**TASK DESCRIPTION**
Each record that follows should be reproduced in full, character for character.
Segment Start: THE RECORDS
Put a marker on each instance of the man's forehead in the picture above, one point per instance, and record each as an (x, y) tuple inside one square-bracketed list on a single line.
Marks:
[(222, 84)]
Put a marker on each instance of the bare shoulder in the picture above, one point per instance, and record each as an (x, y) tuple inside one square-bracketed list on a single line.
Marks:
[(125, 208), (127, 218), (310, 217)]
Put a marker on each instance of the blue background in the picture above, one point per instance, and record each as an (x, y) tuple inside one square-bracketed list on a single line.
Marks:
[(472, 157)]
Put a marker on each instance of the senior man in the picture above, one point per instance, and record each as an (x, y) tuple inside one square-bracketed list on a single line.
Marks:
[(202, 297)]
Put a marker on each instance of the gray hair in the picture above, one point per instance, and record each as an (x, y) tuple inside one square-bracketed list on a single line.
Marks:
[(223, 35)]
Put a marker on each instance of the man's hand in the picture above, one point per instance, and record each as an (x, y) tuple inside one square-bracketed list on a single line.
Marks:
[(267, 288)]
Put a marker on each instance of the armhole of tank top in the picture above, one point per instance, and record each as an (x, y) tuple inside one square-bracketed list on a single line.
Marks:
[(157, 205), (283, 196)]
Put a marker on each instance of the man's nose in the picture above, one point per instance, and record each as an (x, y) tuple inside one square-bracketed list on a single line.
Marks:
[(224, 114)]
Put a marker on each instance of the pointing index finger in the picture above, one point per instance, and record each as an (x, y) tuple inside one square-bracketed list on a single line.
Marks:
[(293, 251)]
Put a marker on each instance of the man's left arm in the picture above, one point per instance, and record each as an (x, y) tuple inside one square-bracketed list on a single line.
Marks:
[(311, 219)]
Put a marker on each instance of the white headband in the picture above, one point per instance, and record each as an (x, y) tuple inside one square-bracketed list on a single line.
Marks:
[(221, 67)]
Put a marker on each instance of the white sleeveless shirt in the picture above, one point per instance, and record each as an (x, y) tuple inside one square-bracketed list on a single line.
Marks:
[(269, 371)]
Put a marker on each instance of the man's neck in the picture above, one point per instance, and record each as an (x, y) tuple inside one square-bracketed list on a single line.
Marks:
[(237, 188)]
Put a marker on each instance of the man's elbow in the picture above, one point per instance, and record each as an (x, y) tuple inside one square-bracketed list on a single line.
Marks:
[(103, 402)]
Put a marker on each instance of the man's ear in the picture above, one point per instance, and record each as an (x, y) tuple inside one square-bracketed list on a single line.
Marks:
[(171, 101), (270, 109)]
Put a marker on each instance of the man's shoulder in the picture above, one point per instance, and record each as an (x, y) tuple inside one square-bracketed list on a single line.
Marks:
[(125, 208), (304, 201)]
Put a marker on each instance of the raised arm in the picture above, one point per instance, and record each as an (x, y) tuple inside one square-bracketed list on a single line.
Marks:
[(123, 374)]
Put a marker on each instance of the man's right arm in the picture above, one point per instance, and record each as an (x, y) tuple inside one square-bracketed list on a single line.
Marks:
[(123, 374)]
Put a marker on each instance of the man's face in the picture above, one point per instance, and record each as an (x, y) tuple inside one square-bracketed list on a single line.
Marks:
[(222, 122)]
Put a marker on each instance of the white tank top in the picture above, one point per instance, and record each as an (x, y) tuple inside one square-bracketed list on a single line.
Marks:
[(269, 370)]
Segment End: THE RECORDS
**ANSWER SPACE**
Put a marker on each instance of the man's forehead in the picture above, one point per instance, and record each as an (x, y) tuple inside one square-bracketed list on a single line.
Marks:
[(222, 84)]
Put a marker on each instance of the bare shoulder in the picture above, one point per instance, and record each as an (x, y) tuple inside one square-bracketed list on a single line.
Marks:
[(125, 208), (127, 218), (310, 217)]
Put a marker on each instance of the blue background in the picture above, one point per instance, and record each as an (x, y) tuple inside one square-bracketed list on a single line.
Marks:
[(472, 157)]
Put a marker on each instance of the senior man in the picture above, one point per instance, and record each as an (x, y) tuple inside one square-bracketed list on a single line.
Marks:
[(202, 297)]
Put a marker on each instance of the gray hair in the picture above, one point per instance, and record each as an (x, y) tuple inside one square-bracketed list on a single line.
Marks:
[(223, 35)]
Put a marker on each instance of the man's hand in the picture above, one point per instance, and record each as an (x, y) tuple inside one square-bracketed list on a single line.
Marks:
[(267, 288)]
Put a marker on each instance of the armhole of tank top in the picture above, one point per instance, and record each as an (x, y) tuple inside one square-bracketed list on a single line.
Marks:
[(157, 205), (283, 196)]
Put a marker on each instance of the man's nose in the picture above, one point per instance, and record each as an (x, y) tuple inside one square-bracketed list on a single line.
Marks:
[(224, 114)]
Put a marker on each instance of the pointing index finger in the picture above, one point per instance, and record each as an (x, y) tuple inside one square-bracketed list on a single line.
Marks:
[(293, 251)]
Put a marker on each instance of the man's left arm in the picture above, one point per instance, and record each as an (x, y) tuple inside one square-bracketed list on a single line.
Marks:
[(311, 219)]
Put a marker on each instance of the white headband in the picture above, one point per instance, and record each as an (x, y) tuple inside one square-bracketed list on a single line.
Marks:
[(221, 67)]
Put a marker on each instance of the white sleeveless shirt in the picture above, one point per instance, and record each as an (x, y) tuple inside one square-bracketed list on a single line.
Marks:
[(269, 371)]
Put a marker on each instance of the man's neck in the picture above, one point per instance, and record each as an (x, y) tuple inside one square-bracketed list on a single line.
Marks:
[(237, 188)]
Put a marker on each instance of the man's elbow in the picture above, one point per instance, and record each as an (x, y) tuple inside one square-bracketed list on a single line.
Marks:
[(103, 402)]
Put a marker on each instance of the man's ear in the picture above, one point per instance, and record each as an (x, y) tuple inside one square-bracketed list on a single line.
Marks:
[(171, 101), (270, 109)]
Put a marker on each instance of the man's shoulder in the picture above, one point per instance, and record each as an (x, y) tuple inside one square-bracketed list on a single line.
Marks:
[(125, 208), (304, 201)]
Put a marker on each instance of the raised arm in the picture above, one point per instance, and record each as an (x, y) tuple inside one square-bracketed list on a single line.
Marks:
[(123, 374)]
Put a marker on each instance of the man's right arm in the picture above, one point per instance, and record each as an (x, y) tuple inside one square-bracketed list on a single line.
Marks:
[(123, 374)]
Put a marker on each instance of the man's face in the picture above, one point per instance, and record each as an (x, y) tuple inside one square-bracketed list on a single line.
Marks:
[(222, 122)]
Put a marker on each instance of the white tank top in the picture above, one point per instance, and record each as an (x, y) tuple inside one square-bracketed list on a single line.
Marks:
[(269, 370)]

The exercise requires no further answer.